Excerpted text:
══════════

So, what went wrong?
The attributes that are available in a RiskScape model depend on what input data the model uses.
In this case, it appears that our original area-layer has a Region
attribute,
but our new area-layer does not.
Let’s confirm this by taking a closer look at our new area-layer. Enter the following command:
riskscape bookmark info "data/ws_districts.shp"
You can see from the output that the file does not contain a Region
attribute,
although it does have a District
attribute instead, i.e.
Location : file:///C:/RiskScape_Projects/project-tutorial/data/data/ws_districts.shp
Attributes :
the_geom[MultiPolygon[crs=EPSG:4326]]
fid[Integer]
District[Text]
...
Tip
In many cases, bookmarks and file paths can be used interchangeably in RiskScape.
For example, here we passed a file path directly to the riskscape bookmark info
command.
This means you can use file paths as model parameters without necessarily creating bookmarks.

══════════

Written exercise 1: Repeat the RiskScape excerpt word for word between "So, what went" and "attribute instead, i.e.", inclusive.
Written exercise 2: Give the name of each attribute listed in the command output in the RiskScape excerpt.
The entries come from a source unrelated to the RiskScape excerpt.

══════════

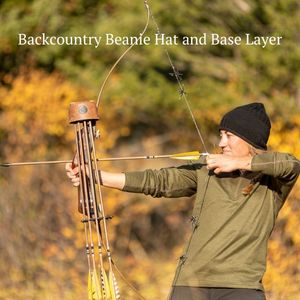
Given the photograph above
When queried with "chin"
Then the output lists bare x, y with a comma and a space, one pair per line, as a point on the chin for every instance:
227, 152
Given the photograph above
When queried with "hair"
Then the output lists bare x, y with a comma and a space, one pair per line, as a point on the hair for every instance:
249, 188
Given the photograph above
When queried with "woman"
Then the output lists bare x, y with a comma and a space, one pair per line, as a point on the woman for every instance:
238, 196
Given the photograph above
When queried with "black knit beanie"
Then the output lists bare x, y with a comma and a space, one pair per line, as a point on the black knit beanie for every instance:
250, 122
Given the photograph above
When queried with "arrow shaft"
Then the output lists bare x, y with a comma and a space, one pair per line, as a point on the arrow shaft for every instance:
53, 162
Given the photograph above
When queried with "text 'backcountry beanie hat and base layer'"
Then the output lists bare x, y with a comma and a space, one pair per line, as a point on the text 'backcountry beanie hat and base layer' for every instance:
250, 122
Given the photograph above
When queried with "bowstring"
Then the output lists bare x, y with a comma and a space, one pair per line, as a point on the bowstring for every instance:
123, 54
178, 77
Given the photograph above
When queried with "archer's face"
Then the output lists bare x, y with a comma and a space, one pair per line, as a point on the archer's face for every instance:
233, 145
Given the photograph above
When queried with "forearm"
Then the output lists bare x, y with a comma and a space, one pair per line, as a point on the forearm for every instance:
227, 163
112, 180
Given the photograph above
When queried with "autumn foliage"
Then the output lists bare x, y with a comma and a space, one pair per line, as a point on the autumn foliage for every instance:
41, 234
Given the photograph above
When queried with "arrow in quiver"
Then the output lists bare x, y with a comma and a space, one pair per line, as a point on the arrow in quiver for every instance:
100, 286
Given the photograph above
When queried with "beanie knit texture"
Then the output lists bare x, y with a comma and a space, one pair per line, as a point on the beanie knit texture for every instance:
250, 122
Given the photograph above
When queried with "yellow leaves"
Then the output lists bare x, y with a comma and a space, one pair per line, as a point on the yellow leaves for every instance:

══════════

Task response 1:
So, what went wrong?
The attributes that are available in a RiskScape model depend on what input data the model uses.
In this case, it appears that our original area-layer has a Region
attribute,
but our new area-layer does not.
Let’s confirm this by taking a closer look at our new area-layer. Enter the following command:
riskscape bookmark info "data/ws_districts.shp"
You can see from the output that the file does not contain a Region
attribute,
although it does have a District
attribute instead, i.e.

Task response 2:
the_geom
fid
District